* **SELECTED EXTRACT**

The dangers and pressures journalists face in Somalia undermine coverage of not only sensitive political stories but also important humanitarian issues.
Somalia is one of the most dangerous countries in the world to be a journalist, according to the Committee to Protect Journalists. Fifty-six have been killed there since 1992, five of them in 2014.
“Journalists are routinely threatened (whether anonymously via mobile phone or in person) over their reporting by a variety of actors - mainly but not exclusively from the Al-Shabaab militants,” said CPJ East Africa representative Tom Rhodes in an emailed response to questions.
"Media outlets are predominantly owned by non-journalists with their own political interests and that can jeopardize the safety of their staff. These factors contribute to a lack of genuinely independent media houses in the country, even in Mogadishu where a plethora of private radio stations and at least two newspapers exist.”
“This wave of attacks on press freedom and a culture of impunity have forced journalists to impose self-censorship, “ said Mohamed Ibrahim, the secretary general of the National Union of Somali Journalists. “Unfortunately, there are some regions in Somalia such as Somaliland [a self-declared state] and the disputed regions in the north where there is no press freedom at all.”
As well as the five journalists who were killed in Somalia last year, seven were injured, 47 were arrested and five media houses were attacked, according the Union's annual report.

* **STATED TASK 1**
Answer these questions using the article on journalists in Somalia.
(a) According to the Committee to Protect Journalists, how many journalists have been killed in Somalia since 1992?
(b) Who is the secretary general of the National Union of Somali Journalists?
(c) According to the Union's annual report, how many journalists were arrested in Somalia last year?
* **STATED TASK 2**
Return the passage of the article on journalists in Somalia that starts with "As well as the" and goes on through "Union's annual report.", copied word for word.
The records have no connection to the article on journalists in Somalia.

* **DATA ENTRIES**
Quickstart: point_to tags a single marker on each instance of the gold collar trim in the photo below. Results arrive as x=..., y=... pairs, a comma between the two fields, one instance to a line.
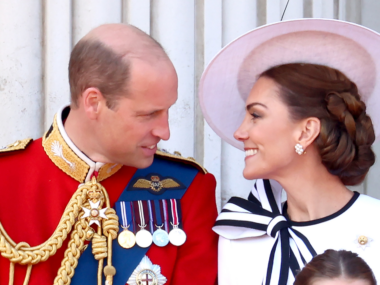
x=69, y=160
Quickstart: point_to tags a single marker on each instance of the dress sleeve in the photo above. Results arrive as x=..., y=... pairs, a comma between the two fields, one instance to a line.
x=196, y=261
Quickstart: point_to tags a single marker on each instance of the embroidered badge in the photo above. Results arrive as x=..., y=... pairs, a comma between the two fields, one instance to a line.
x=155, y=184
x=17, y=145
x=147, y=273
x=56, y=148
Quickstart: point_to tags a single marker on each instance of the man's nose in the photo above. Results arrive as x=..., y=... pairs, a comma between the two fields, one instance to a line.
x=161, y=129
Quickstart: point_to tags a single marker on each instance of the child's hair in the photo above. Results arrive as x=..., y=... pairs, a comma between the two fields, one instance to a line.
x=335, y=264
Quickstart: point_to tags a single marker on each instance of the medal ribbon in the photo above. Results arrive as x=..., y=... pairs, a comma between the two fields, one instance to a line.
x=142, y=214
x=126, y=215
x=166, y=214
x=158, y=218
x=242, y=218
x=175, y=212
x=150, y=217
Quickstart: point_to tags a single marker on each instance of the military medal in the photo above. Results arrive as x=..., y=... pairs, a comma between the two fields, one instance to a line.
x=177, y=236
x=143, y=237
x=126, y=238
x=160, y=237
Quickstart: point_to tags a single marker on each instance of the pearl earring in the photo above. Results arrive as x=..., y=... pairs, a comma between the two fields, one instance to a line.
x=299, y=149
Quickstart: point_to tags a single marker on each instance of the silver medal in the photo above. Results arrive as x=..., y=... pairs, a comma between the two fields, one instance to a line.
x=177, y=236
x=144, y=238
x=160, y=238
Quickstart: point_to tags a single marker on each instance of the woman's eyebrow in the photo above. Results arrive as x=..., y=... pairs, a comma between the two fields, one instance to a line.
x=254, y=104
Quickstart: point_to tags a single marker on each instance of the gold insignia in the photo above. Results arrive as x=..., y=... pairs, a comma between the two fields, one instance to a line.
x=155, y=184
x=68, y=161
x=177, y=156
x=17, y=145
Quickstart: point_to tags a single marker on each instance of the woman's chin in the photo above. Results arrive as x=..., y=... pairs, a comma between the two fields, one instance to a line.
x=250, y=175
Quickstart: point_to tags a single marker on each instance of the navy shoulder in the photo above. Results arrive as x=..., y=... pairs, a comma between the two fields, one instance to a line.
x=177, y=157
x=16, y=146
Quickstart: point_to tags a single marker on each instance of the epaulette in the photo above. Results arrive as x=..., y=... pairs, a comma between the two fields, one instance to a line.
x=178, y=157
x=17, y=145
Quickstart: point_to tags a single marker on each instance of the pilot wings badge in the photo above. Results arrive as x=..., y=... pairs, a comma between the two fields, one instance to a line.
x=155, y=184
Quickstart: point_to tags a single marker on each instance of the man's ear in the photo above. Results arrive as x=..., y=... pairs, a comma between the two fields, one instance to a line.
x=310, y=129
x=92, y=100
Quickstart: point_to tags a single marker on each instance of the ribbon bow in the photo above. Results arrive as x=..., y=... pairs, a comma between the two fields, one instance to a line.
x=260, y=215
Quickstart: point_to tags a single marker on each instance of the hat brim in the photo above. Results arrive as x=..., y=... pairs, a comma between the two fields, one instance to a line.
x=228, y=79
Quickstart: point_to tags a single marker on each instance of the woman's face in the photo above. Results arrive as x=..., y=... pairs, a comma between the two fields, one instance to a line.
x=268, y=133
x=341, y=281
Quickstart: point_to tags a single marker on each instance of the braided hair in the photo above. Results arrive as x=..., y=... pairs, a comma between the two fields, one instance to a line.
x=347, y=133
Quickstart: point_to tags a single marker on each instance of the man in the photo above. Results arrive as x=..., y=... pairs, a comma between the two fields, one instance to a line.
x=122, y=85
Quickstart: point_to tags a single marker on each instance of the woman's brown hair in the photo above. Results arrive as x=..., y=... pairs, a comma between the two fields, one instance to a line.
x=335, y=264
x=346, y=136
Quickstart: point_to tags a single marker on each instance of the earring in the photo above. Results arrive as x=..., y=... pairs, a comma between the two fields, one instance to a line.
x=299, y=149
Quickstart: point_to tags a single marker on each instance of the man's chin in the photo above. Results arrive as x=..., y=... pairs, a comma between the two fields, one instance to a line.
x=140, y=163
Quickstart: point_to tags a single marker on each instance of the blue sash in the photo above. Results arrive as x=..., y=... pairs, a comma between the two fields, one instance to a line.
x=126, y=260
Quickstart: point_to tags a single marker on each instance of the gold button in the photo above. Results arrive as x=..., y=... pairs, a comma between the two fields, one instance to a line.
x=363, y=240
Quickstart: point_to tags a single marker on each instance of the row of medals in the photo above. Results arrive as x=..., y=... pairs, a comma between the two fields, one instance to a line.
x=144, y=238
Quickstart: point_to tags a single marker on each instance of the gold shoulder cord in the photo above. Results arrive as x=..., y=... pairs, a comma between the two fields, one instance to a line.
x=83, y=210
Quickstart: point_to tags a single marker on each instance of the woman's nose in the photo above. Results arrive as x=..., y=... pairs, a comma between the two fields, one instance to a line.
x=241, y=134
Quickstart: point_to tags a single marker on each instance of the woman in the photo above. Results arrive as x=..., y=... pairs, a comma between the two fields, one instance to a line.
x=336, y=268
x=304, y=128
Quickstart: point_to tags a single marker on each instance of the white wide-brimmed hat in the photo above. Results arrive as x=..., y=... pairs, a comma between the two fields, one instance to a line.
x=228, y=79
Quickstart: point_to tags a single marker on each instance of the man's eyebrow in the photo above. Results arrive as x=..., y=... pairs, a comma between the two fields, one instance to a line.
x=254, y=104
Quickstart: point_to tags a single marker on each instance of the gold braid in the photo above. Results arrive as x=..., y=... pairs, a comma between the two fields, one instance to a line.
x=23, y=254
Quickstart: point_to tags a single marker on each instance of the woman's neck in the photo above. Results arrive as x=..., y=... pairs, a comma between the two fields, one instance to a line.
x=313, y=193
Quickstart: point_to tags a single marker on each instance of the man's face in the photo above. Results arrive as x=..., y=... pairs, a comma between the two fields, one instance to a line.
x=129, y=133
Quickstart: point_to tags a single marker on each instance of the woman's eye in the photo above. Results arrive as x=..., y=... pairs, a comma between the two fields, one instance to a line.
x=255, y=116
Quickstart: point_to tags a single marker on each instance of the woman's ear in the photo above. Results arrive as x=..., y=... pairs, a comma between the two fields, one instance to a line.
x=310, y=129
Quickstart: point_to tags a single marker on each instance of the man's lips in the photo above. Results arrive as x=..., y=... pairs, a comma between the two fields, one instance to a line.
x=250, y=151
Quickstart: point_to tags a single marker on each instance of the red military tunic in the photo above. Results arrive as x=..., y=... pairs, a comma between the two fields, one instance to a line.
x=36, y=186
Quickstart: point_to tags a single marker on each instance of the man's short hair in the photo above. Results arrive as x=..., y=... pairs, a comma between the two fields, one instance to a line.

* **FULL OUTPUT 1**
(a) Fifty-six
(b) Mohamed Ibrahim
(c) 47

* **FULL OUTPUT 2**
As well as the five journalists who were killed in Somalia last year, seven were injured, 47 were arrested and five media houses were attacked, according the Union's annual report.